EXERCISE:
Copy out all the records, switching every "shelf image" to "store photo" and changing nothing else. Leave the pictures out.

^^^^^^^^

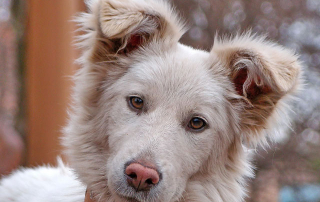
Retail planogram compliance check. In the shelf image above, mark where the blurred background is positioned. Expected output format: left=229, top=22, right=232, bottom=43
left=0, top=0, right=320, bottom=202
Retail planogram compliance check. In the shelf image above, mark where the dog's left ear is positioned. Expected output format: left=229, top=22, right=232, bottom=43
left=212, top=34, right=301, bottom=143
left=90, top=0, right=184, bottom=61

^^^^^^^^

TASK RESULT:
Retail planogram compliance check. In the store photo above, mark where the blurred background is positioned. Expected output format: left=229, top=22, right=232, bottom=43
left=0, top=0, right=320, bottom=202
Retail planogram compliance check. In the store photo above, mark where the dog's left ear is positioned. Expected output format: left=229, top=22, right=232, bottom=43
left=212, top=34, right=301, bottom=143
left=90, top=0, right=184, bottom=61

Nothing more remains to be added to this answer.